* **Your assignment**
Please transcribe the data that follows, keeping every line exact.

.....

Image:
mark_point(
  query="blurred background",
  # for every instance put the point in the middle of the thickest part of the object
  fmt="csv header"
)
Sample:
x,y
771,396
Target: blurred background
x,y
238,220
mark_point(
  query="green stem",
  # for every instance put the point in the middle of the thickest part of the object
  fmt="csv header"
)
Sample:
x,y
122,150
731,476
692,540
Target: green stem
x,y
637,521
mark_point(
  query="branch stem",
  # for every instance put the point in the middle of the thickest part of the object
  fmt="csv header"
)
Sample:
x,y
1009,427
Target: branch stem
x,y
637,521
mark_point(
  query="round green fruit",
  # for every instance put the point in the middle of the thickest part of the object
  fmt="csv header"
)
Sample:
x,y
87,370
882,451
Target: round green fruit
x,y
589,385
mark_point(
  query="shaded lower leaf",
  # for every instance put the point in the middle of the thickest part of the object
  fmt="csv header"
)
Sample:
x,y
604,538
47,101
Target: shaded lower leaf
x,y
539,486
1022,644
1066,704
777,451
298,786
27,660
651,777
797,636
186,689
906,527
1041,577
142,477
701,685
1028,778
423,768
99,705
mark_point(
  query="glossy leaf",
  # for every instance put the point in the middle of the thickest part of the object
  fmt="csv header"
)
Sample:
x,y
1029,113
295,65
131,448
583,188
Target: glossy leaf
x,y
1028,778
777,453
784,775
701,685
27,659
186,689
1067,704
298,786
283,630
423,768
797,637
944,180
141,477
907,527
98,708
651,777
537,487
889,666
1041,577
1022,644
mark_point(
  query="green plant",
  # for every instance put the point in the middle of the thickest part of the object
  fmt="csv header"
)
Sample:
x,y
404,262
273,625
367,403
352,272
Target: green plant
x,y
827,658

.....

* **Your response**
Image:
mark_point(
  query="blurred background",
  # for every instance put the point in the middle of the thickest part of the object
  fmt="csv header"
)
Sample:
x,y
771,396
Target: blurred background
x,y
238,220
mark_point(
  query="green stem",
  # for every instance put the point in the middle of the thickest part of the object
  fmt="csv header"
)
Sample:
x,y
122,150
731,476
692,540
Target: green stem
x,y
637,521
mark_point(
  query="branch stem",
  # for every instance put the point in the middle of the thickest part of the object
  fmt="csv header"
)
Sample:
x,y
1009,427
Target: branch stem
x,y
637,521
mark_point(
  query="round green fruit",
  # for every instance put the point in the middle of the thickest part of the object
  fmt="csv header"
)
Sample:
x,y
87,370
882,451
Target: round green fruit
x,y
589,385
mark_point(
  query="shaded lower leaf",
  # for every instance put the point in the middle of the thickest part of the object
  fmt="csv header"
)
Sample:
x,y
604,538
47,101
Target: shaded lower leaf
x,y
539,486
1022,644
1066,704
777,451
298,786
27,660
651,777
797,636
186,689
906,527
1041,577
142,477
701,685
1028,778
423,768
99,705
mark_point(
  query="glossy leaf",
  # for every instance put the point in the middle of the thickest part of the object
  fmt="csv header"
)
Sample:
x,y
1029,113
295,65
131,448
583,188
Target: glossy leaf
x,y
1028,778
777,453
784,775
701,685
27,659
186,689
1067,704
298,786
283,630
423,768
797,637
944,180
141,477
907,527
98,708
651,777
537,487
889,666
1041,577
1022,644
mark_point(
  query="green plant",
  # for every instance put the point in the middle of the thickest part of the object
  fmt="csv header"
)
Sample:
x,y
404,262
273,625
367,403
352,272
Target: green plant
x,y
827,658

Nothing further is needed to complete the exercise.